● **Task inputs**
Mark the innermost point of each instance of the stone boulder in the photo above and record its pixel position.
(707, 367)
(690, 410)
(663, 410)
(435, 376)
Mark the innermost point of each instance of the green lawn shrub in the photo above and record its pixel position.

● **Exercise directions**
Your answer should be the full set of records above, restated exactly.

● **Response below**
Mark the innermost point of each instance of the stone boulder in the photo above and record its pixel position.
(707, 367)
(690, 410)
(663, 410)
(435, 376)
Mark the innermost point of each instance of the green lawn shrub in the photo above and record its pixel position.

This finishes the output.